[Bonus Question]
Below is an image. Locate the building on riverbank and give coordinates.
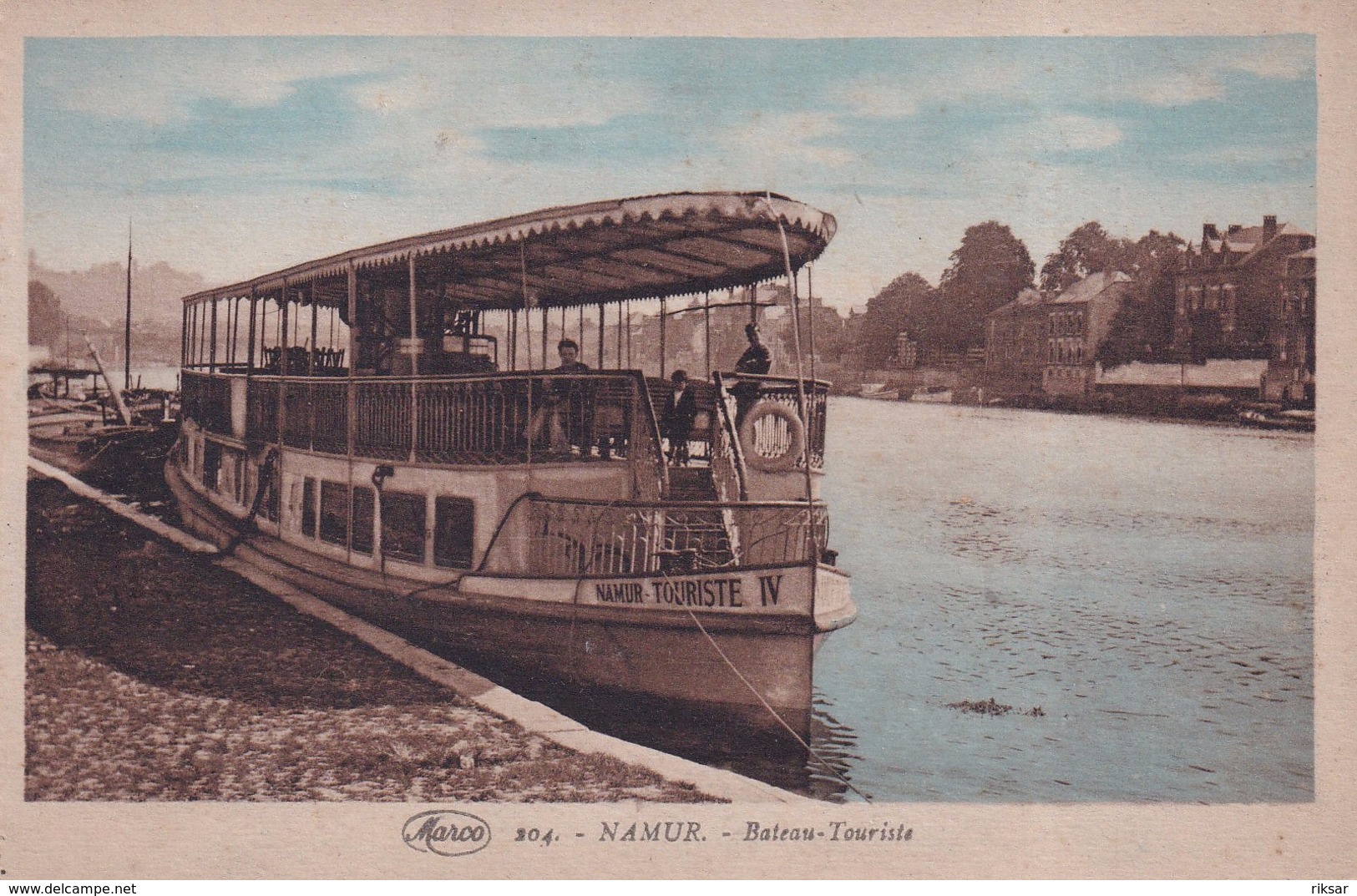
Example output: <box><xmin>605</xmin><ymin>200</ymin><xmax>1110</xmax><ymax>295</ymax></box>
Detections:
<box><xmin>985</xmin><ymin>289</ymin><xmax>1051</xmax><ymax>401</ymax></box>
<box><xmin>1174</xmin><ymin>215</ymin><xmax>1315</xmax><ymax>403</ymax></box>
<box><xmin>985</xmin><ymin>271</ymin><xmax>1131</xmax><ymax>404</ymax></box>
<box><xmin>1042</xmin><ymin>271</ymin><xmax>1131</xmax><ymax>402</ymax></box>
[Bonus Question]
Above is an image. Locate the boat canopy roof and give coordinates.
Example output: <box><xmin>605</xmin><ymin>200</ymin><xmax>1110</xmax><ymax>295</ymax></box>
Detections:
<box><xmin>185</xmin><ymin>193</ymin><xmax>838</xmax><ymax>310</ymax></box>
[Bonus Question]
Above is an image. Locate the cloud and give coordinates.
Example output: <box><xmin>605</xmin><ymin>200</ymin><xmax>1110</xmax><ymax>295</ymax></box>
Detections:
<box><xmin>1125</xmin><ymin>38</ymin><xmax>1315</xmax><ymax>106</ymax></box>
<box><xmin>831</xmin><ymin>60</ymin><xmax>1018</xmax><ymax>118</ymax></box>
<box><xmin>716</xmin><ymin>111</ymin><xmax>859</xmax><ymax>169</ymax></box>
<box><xmin>1212</xmin><ymin>38</ymin><xmax>1315</xmax><ymax>82</ymax></box>
<box><xmin>1038</xmin><ymin>115</ymin><xmax>1122</xmax><ymax>152</ymax></box>
<box><xmin>53</xmin><ymin>41</ymin><xmax>382</xmax><ymax>125</ymax></box>
<box><xmin>1127</xmin><ymin>72</ymin><xmax>1225</xmax><ymax>106</ymax></box>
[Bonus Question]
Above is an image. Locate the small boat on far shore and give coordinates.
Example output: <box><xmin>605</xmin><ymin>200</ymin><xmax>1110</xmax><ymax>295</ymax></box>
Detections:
<box><xmin>859</xmin><ymin>382</ymin><xmax>899</xmax><ymax>402</ymax></box>
<box><xmin>1239</xmin><ymin>408</ymin><xmax>1315</xmax><ymax>433</ymax></box>
<box><xmin>28</xmin><ymin>347</ymin><xmax>178</xmax><ymax>478</ymax></box>
<box><xmin>909</xmin><ymin>386</ymin><xmax>951</xmax><ymax>404</ymax></box>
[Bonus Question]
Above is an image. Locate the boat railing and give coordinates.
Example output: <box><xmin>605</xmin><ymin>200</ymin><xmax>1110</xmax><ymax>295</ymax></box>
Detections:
<box><xmin>478</xmin><ymin>494</ymin><xmax>829</xmax><ymax>577</ymax></box>
<box><xmin>711</xmin><ymin>373</ymin><xmax>749</xmax><ymax>501</ymax></box>
<box><xmin>182</xmin><ymin>371</ymin><xmax>665</xmax><ymax>499</ymax></box>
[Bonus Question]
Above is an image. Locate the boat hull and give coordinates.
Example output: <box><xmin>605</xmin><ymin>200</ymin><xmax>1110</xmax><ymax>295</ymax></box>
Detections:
<box><xmin>165</xmin><ymin>463</ymin><xmax>853</xmax><ymax>736</ymax></box>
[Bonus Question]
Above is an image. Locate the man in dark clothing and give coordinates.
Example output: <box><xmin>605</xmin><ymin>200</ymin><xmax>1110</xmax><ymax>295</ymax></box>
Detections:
<box><xmin>664</xmin><ymin>371</ymin><xmax>697</xmax><ymax>467</ymax></box>
<box><xmin>549</xmin><ymin>339</ymin><xmax>595</xmax><ymax>456</ymax></box>
<box><xmin>730</xmin><ymin>323</ymin><xmax>772</xmax><ymax>430</ymax></box>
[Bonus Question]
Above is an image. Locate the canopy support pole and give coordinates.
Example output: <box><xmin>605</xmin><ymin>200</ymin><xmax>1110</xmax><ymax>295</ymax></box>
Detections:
<box><xmin>246</xmin><ymin>286</ymin><xmax>259</xmax><ymax>377</ymax></box>
<box><xmin>701</xmin><ymin>289</ymin><xmax>711</xmax><ymax>380</ymax></box>
<box><xmin>806</xmin><ymin>265</ymin><xmax>817</xmax><ymax>379</ymax></box>
<box><xmin>660</xmin><ymin>299</ymin><xmax>669</xmax><ymax>379</ymax></box>
<box><xmin>408</xmin><ymin>252</ymin><xmax>419</xmax><ymax>377</ymax></box>
<box><xmin>306</xmin><ymin>289</ymin><xmax>321</xmax><ymax>376</ymax></box>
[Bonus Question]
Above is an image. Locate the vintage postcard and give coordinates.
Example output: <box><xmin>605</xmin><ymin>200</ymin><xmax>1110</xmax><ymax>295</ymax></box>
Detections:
<box><xmin>0</xmin><ymin>3</ymin><xmax>1357</xmax><ymax>892</ymax></box>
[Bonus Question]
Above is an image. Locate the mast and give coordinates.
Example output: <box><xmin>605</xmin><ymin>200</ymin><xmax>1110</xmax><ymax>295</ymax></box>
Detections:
<box><xmin>83</xmin><ymin>332</ymin><xmax>132</xmax><ymax>426</ymax></box>
<box><xmin>123</xmin><ymin>221</ymin><xmax>132</xmax><ymax>388</ymax></box>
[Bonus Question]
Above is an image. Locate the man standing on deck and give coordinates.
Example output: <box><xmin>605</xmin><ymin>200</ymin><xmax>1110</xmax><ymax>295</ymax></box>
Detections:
<box><xmin>551</xmin><ymin>339</ymin><xmax>593</xmax><ymax>458</ymax></box>
<box><xmin>664</xmin><ymin>371</ymin><xmax>697</xmax><ymax>467</ymax></box>
<box><xmin>730</xmin><ymin>321</ymin><xmax>772</xmax><ymax>430</ymax></box>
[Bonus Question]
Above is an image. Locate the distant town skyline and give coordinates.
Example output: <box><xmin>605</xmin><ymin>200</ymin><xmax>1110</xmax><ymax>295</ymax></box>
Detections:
<box><xmin>24</xmin><ymin>35</ymin><xmax>1316</xmax><ymax>306</ymax></box>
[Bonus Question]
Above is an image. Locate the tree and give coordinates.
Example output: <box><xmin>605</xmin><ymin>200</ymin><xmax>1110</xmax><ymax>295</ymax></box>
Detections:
<box><xmin>920</xmin><ymin>221</ymin><xmax>1035</xmax><ymax>352</ymax></box>
<box><xmin>1041</xmin><ymin>221</ymin><xmax>1136</xmax><ymax>292</ymax></box>
<box><xmin>858</xmin><ymin>271</ymin><xmax>934</xmax><ymax>368</ymax></box>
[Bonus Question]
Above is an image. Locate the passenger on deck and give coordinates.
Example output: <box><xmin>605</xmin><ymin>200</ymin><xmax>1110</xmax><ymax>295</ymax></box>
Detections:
<box><xmin>664</xmin><ymin>371</ymin><xmax>697</xmax><ymax>467</ymax></box>
<box><xmin>549</xmin><ymin>339</ymin><xmax>595</xmax><ymax>458</ymax></box>
<box><xmin>730</xmin><ymin>321</ymin><xmax>772</xmax><ymax>429</ymax></box>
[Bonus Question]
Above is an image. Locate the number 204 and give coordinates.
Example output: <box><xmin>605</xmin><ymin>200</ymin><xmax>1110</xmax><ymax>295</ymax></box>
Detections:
********************
Task statement:
Locate each line in the listing above that contains the word "boat" and copy those lines in full. Uppercase and lowercase letters count as different.

Finished exercise:
Above is an image. Locate the boat canopy roof and give coordinates.
Above is an image. Locate the small boat on far shore and give coordinates.
Above is an image. Locate the boat railing and give coordinates.
Above is an image. Locate the boat hull and give coordinates.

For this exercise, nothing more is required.